**Assignment**. Your answer should be a single number: how many lines of the material below contain "chestnut".

───── Data records

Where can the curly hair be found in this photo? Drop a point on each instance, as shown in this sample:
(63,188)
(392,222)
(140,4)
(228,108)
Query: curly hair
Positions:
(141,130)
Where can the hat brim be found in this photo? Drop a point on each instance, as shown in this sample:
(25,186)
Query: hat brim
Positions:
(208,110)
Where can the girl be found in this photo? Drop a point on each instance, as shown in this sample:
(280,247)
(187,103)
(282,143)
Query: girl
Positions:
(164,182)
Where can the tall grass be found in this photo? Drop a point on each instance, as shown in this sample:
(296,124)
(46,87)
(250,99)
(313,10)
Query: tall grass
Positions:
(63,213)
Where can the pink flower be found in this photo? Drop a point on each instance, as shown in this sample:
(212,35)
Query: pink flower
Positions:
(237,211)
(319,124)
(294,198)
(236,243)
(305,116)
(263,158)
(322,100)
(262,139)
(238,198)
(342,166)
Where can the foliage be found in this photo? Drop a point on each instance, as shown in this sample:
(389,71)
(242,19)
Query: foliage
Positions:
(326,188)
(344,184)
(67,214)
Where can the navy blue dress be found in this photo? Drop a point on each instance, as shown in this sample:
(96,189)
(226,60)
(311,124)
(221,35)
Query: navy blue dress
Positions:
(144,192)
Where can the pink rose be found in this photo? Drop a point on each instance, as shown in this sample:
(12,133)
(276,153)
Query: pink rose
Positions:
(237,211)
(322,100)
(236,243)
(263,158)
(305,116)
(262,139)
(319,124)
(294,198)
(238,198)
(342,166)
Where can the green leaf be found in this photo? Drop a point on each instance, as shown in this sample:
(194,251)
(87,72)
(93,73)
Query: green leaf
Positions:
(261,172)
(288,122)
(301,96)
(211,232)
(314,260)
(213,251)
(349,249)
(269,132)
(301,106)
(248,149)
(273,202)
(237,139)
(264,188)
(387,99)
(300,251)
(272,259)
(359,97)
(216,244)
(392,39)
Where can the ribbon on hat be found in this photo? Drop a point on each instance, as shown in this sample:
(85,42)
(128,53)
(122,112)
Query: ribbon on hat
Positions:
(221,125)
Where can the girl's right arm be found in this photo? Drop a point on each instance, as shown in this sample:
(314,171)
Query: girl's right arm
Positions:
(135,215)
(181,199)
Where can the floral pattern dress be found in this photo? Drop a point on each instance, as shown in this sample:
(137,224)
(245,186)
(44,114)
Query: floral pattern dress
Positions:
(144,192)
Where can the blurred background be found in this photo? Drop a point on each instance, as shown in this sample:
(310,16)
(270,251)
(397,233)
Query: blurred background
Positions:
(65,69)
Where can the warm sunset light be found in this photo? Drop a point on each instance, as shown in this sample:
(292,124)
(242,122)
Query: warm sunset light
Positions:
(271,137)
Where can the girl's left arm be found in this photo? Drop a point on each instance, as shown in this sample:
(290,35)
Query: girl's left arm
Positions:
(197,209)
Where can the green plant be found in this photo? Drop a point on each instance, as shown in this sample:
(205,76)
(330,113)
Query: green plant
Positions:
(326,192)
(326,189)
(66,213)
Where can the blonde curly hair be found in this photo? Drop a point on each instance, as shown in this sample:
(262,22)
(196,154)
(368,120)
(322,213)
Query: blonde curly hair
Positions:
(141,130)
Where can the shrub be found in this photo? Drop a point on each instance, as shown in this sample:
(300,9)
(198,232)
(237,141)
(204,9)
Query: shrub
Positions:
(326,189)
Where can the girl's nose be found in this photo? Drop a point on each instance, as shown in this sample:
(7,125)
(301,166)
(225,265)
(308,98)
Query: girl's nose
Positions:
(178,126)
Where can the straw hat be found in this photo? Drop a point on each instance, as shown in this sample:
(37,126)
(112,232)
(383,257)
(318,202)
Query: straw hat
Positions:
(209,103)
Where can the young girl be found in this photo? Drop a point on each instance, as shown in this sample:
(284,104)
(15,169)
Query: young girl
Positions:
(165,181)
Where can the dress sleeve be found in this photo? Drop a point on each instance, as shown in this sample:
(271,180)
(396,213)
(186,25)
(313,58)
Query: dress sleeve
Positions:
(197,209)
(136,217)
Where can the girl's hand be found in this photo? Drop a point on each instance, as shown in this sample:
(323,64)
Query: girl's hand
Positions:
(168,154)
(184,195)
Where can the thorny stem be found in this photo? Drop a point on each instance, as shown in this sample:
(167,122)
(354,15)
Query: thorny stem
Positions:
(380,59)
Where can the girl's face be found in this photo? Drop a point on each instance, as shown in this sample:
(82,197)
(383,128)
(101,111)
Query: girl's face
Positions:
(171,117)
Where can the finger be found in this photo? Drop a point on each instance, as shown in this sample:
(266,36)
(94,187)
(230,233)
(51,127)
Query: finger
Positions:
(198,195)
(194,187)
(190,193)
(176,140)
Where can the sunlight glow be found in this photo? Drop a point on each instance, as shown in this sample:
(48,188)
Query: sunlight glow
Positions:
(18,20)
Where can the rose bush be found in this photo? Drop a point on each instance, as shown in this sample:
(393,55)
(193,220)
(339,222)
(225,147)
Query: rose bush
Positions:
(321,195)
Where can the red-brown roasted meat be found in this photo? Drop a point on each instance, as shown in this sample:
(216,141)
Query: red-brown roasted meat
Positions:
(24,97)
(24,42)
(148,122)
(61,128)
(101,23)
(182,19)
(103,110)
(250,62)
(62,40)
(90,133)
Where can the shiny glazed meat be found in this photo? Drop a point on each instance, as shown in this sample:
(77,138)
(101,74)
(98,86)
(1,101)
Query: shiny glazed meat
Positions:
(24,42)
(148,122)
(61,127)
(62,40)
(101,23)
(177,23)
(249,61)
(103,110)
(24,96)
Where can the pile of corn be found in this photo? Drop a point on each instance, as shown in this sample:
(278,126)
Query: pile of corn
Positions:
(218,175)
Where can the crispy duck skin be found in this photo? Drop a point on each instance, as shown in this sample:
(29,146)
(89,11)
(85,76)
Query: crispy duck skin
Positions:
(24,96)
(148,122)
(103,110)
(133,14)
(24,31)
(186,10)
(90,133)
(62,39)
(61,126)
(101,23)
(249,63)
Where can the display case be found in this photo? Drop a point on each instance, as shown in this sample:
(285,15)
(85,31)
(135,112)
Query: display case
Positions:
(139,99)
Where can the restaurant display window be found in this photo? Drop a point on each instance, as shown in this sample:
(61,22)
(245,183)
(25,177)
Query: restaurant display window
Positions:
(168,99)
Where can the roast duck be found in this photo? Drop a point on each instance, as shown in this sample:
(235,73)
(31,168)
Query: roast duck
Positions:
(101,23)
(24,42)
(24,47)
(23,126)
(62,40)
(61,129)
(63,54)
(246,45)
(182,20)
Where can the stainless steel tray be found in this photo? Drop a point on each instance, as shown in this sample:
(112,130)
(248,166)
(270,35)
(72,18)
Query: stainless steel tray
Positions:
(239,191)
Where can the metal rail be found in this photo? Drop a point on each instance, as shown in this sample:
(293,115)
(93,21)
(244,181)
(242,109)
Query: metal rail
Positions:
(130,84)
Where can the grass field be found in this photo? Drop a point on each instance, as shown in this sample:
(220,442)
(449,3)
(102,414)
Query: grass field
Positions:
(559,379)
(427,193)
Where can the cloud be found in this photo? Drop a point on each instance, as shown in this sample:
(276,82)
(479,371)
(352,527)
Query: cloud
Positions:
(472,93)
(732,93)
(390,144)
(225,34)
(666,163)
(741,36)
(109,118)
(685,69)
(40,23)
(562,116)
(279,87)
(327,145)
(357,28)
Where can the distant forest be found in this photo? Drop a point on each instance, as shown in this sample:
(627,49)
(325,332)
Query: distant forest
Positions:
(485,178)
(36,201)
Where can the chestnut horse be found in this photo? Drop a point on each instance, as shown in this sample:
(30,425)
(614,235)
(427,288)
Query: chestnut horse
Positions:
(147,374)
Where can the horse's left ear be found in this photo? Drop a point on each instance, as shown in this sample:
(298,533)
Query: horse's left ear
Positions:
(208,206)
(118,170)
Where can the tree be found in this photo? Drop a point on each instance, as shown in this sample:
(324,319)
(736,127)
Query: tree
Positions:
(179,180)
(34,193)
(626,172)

──────────

**Result of the task**. 2